### What you should do
What you need to produce is the complete listing, repeated exactly.

### Working data
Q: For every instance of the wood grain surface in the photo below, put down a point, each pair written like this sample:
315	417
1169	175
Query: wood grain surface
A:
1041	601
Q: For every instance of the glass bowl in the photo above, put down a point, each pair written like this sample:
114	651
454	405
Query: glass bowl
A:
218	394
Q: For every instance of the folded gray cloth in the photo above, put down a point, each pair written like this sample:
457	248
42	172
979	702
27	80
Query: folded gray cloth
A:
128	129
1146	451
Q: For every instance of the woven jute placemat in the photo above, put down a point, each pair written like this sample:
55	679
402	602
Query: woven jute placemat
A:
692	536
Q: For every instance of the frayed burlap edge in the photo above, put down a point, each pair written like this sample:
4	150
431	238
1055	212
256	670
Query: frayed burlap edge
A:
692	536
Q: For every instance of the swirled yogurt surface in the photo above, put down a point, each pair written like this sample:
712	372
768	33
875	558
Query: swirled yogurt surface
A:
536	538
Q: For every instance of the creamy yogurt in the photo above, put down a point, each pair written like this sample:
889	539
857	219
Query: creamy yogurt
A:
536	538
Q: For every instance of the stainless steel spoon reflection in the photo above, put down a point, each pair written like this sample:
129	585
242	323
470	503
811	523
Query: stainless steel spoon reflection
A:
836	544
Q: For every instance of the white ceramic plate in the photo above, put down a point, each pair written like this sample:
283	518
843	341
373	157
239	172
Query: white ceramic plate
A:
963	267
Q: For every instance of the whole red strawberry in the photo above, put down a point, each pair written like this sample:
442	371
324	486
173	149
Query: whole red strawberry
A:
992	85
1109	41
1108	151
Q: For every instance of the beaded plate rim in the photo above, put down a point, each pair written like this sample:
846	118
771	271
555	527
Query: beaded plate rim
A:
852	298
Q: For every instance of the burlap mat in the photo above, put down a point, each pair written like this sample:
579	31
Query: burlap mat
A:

### Response for this exercise
Q: For every instance of the wood grain surface in the photo below, put down a point, each pair written like this sample:
315	417
1169	175
Query: wood grain surface
A:
1041	601
Q: For every instance of the glass bowl in the photo above, put down a point, each pair written like this sample:
114	651
454	405
Query: glass bowl
A:
218	394
Q: For every instance of the folded gray cloth in the photo above, put down a point, each pair written like this sample:
457	248
42	172
979	702
27	80
Query: folded gray cloth
A:
128	129
1146	451
Q: For every instance of the woven jute placemat in the photo above, put down a point, each pair written like this sample:
55	679
402	602
Query: woven jute placemat
A:
692	536
Q: For every instance of the frayed burlap edge in the photo above, put down a point, each pair written like this sample:
4	150
431	238
1055	212
256	670
Query: frayed burlap edge
A:
692	536
Q: For every instance of the swirled yogurt surface in the photo above, put down a point, each pair written like this sample:
712	372
768	33
875	558
Query: swirled yogurt surface
A:
536	538
Q: For every instance of the creamy yogurt in the photo above, put down a point, each pair written like this sample:
889	539
857	219
Query: creamy yogurt
A:
536	538
Q: For every instance of the stainless steel spoon reflection in the photo above, put down a point, each pair written like this sample:
129	585
242	323
470	503
811	523
Query: stainless steel spoon reflection
A:
836	544
Q: For every instance of the white ceramic plate in the photo above, put down a point, each pair written like this sample:
283	518
843	341
373	157
239	172
Query: white ceramic plate
A:
963	267
Q: For every instance of the whole red strawberry in the photo above, put down a point, each pair written like this sample:
442	371
324	486
173	149
Query: whole red strawberry
A:
992	85
1109	41
1108	151
Q: For every instance of the beaded plate rim in the photo above, put down a point, each pair written like this sample:
846	118
771	271
555	527
Query: beaded plate rim
A:
852	298
Q: For every instance of the burlap mat in the photo above, put down a point, each pair written like this sample:
579	31
Query: burlap mat
A:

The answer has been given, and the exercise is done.